[Location labeling records]
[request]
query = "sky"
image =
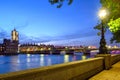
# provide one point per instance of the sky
(37, 21)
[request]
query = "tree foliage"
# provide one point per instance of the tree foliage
(113, 20)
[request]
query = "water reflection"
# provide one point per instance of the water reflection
(66, 58)
(27, 61)
(84, 57)
(41, 59)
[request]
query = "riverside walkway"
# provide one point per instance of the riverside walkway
(111, 74)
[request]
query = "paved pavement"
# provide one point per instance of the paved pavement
(112, 74)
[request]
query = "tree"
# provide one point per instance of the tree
(113, 20)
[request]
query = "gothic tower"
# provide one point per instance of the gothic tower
(14, 35)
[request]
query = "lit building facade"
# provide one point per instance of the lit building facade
(10, 46)
(14, 35)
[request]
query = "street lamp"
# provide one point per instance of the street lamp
(102, 48)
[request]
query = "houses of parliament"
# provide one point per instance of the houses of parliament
(10, 45)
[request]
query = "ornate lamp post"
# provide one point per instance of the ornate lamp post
(102, 48)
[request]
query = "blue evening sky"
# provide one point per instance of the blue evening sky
(40, 22)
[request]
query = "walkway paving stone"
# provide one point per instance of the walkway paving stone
(111, 74)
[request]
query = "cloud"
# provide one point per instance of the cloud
(3, 34)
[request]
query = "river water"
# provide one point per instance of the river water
(28, 61)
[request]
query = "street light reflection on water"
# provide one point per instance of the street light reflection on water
(28, 61)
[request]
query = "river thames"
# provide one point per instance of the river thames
(28, 61)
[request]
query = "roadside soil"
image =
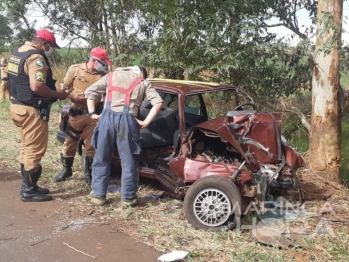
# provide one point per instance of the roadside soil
(52, 231)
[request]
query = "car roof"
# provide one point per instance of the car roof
(187, 87)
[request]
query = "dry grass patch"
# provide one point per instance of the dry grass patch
(161, 222)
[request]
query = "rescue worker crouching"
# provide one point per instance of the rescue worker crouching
(80, 124)
(125, 90)
(33, 90)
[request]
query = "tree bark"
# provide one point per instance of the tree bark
(325, 131)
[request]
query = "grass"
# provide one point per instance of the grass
(161, 223)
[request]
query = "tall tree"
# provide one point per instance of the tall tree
(325, 132)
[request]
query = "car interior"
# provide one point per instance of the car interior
(164, 129)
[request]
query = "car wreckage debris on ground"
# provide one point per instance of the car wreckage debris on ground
(211, 147)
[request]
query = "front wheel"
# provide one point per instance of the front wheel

#### THE PROBLEM
Write out the full listing verbatim, excluding its pictures.

#### RESPONSE FOR THIS EXERCISE
[request]
query = "sky"
image =
# provide one point per instance of the sky
(37, 21)
[request]
query = "tree foliage"
# provide one point per instance of the tree foliage
(113, 20)
[request]
query = "water reflection"
# provide one point per instance of the water reflection
(66, 58)
(27, 61)
(84, 57)
(41, 59)
[request]
query = "riverside walkway"
# provide one point per instance of the riverside walkway
(111, 74)
[request]
query = "paved pavement"
# provide one point per instance of the paved pavement
(112, 74)
[request]
query = "tree"
# provide one point per instance of the tree
(113, 20)
[request]
query = "gothic tower"
# provide one point per instance of the gothic tower
(14, 35)
[request]
query = "lit building facade"
# provide one point per instance of the lit building facade
(10, 46)
(14, 35)
[request]
query = "street lamp"
# provide one point per instance of the street lamp
(102, 48)
[request]
query = "houses of parliament"
# provide one point per instance of the houses of parliament
(10, 45)
[request]
query = "ornate lamp post"
# provide one point per instance of the ornate lamp post
(102, 48)
[request]
query = "blue evening sky"
# provide one point per instance of the blue evening sky
(40, 22)
[request]
query = "walkway paving stone"
# provide one point per instance of the walkway paving stone
(111, 74)
[request]
query = "cloud"
# provide one point per instance of the cloud
(3, 34)
[request]
query = "river water"
# provide one point per instance of the river water
(28, 61)
[request]
query = "street light reflection on water"
# provide one point per instance of the street light reflection on water
(28, 61)
[request]
query = "river thames"
# provide one point per instance of the river thames
(28, 61)
[request]
query = "roadside soil"
image =
# provide one point per instance of the roadside soil
(52, 231)
[request]
query = "car roof"
# provide one point per instance of the car roof
(187, 87)
[request]
query = "dry grass patch"
# provide one point per instance of the dry grass patch
(161, 222)
[request]
query = "rescue worker crouching"
# provide one point per instance of the rescue worker crouching
(80, 124)
(125, 90)
(33, 90)
[request]
query = "tree bark"
# provide one point per instance of the tree bark
(325, 131)
[request]
query = "grass"
# provide one point per instance of the grass
(161, 223)
[request]
query = "tall tree"
# provide one point per instance of the tall tree
(325, 132)
[request]
query = "car interior"
# provide one point per instance of the car interior
(164, 129)
[request]
query = "car wreckage debris on ground"
# provide one point per instance of the car wreckage debris on ground
(211, 147)
[request]
query = "front wheel"
# provide one point per instance of the front wheel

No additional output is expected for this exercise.